Swap every "marker" in the records below for "pin", and give the lines again with nothing else changed.

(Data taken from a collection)
· · · ·

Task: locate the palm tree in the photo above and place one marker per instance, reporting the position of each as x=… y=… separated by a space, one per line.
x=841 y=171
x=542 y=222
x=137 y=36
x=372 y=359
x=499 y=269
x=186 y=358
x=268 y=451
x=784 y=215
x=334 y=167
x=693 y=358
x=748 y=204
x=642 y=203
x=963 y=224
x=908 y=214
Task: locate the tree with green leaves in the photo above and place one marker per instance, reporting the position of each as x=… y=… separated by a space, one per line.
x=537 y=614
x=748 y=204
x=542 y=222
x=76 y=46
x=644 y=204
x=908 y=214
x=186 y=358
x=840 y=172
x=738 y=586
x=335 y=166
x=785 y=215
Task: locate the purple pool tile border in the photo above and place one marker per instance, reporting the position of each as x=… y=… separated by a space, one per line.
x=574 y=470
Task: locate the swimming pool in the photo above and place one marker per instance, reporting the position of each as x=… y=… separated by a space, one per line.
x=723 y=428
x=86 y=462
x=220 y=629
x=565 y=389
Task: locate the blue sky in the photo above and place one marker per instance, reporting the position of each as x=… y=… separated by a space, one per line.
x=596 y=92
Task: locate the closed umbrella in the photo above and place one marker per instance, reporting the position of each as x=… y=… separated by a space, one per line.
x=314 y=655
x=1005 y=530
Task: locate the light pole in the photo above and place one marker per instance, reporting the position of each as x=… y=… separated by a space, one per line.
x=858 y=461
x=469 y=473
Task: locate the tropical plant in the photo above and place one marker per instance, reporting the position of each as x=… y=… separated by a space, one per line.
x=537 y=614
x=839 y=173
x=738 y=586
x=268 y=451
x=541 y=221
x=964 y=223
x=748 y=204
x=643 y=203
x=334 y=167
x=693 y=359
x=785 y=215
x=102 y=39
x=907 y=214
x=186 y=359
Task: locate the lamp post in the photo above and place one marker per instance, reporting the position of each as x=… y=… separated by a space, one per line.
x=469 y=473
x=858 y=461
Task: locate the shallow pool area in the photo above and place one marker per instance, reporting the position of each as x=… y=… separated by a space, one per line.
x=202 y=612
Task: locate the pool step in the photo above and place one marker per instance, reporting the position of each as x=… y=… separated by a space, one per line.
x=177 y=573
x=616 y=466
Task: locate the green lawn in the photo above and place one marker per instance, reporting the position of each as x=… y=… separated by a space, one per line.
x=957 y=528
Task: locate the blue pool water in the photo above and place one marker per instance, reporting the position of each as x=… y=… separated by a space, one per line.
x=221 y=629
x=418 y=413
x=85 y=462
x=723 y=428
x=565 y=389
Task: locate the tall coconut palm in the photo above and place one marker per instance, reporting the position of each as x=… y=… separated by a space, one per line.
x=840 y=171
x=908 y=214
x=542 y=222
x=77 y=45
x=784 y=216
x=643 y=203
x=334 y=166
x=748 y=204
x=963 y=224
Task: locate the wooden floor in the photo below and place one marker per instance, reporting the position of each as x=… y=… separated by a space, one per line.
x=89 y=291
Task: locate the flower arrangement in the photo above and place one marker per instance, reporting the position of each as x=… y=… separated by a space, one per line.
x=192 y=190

· · · ·

● **Response to this task**
Task: locate the palm tree in the photo above and place one pin per instance, reporting the position of each as x=… y=… separated by a space, one per line.
x=841 y=171
x=542 y=222
x=137 y=36
x=372 y=359
x=499 y=269
x=186 y=358
x=268 y=451
x=784 y=215
x=334 y=167
x=693 y=358
x=748 y=204
x=642 y=203
x=963 y=224
x=908 y=214
Task: locate the tree with green leaves in the photo above and place one pin per instance, reporting the position of each as x=… y=… separated by a space, one per line.
x=537 y=614
x=748 y=204
x=542 y=222
x=76 y=46
x=644 y=204
x=908 y=214
x=186 y=358
x=840 y=172
x=738 y=586
x=335 y=166
x=785 y=215
Task: locate the purple pool tile border in the photo above and place one pin per instance, reporting the position of each as x=… y=… separated by a space, one per line.
x=574 y=470
Task: locate the swimming pool in the photo above and place one pin per instance, reporting the position of each as x=… y=… separated by a space, one per line.
x=723 y=428
x=86 y=462
x=220 y=629
x=565 y=389
Task: locate the blue sky in the photo above and place one pin per instance, reporting the position of each as x=… y=… separated by a space, one per line.
x=596 y=92
Task: locate the closed umbrella in the photo above and place one pin per instance, reporting the position of each as x=… y=… separated by a space, one per line.
x=314 y=655
x=1005 y=530
Task: locate the light pole in the photo above and place one pin per instance, reporting the position of each as x=… y=… separated by a space, one per line.
x=858 y=461
x=469 y=473
Task: locate the tropical plant in the photo above and place one pin per instance, reporting the position of each as x=… y=… separated by a space, one per line.
x=537 y=614
x=839 y=173
x=738 y=586
x=268 y=451
x=541 y=221
x=964 y=223
x=748 y=204
x=643 y=203
x=334 y=167
x=693 y=359
x=785 y=215
x=102 y=39
x=907 y=214
x=186 y=359
Task: locate the lamp post in the photo above and place one pin per instance, reporting the position of each as x=… y=… separated by a space, one per line.
x=469 y=473
x=858 y=461
Task: locate the shallow pool area in the photo above and place one pin per instance, reporting the position of each as x=… y=… separated by a space, one per line.
x=202 y=612
Task: locate the pool step in the photo above and place one pin per instance, reporting the position of each as x=… y=… separated by a space, one per line.
x=177 y=573
x=616 y=466
Task: locate the green lawn in the photo above and place one pin per instance, reporting the position of each as x=… y=… separated by a space, one per line.
x=957 y=528
Task: locate the blue pool water in the photo above and place one pin per instance, reporting the position of each as x=… y=… separated by a space, one per line.
x=221 y=629
x=418 y=413
x=85 y=462
x=723 y=428
x=565 y=389
Task: locate the tall coconut palm in the photo above and place one pin per instance, reporting the position of each as x=… y=… separated by a space, one per line.
x=840 y=171
x=908 y=214
x=542 y=222
x=77 y=45
x=784 y=216
x=643 y=203
x=334 y=166
x=748 y=204
x=963 y=224
Task: locate the wooden floor in the photo below and place one pin per instance, reporting the position of each as x=… y=… separated by a space, one per line.
x=89 y=291
Task: locate the flower arrangement in the photo above and place one pin per instance, reporting the position of each as x=… y=… separated by a space, one per line.
x=192 y=190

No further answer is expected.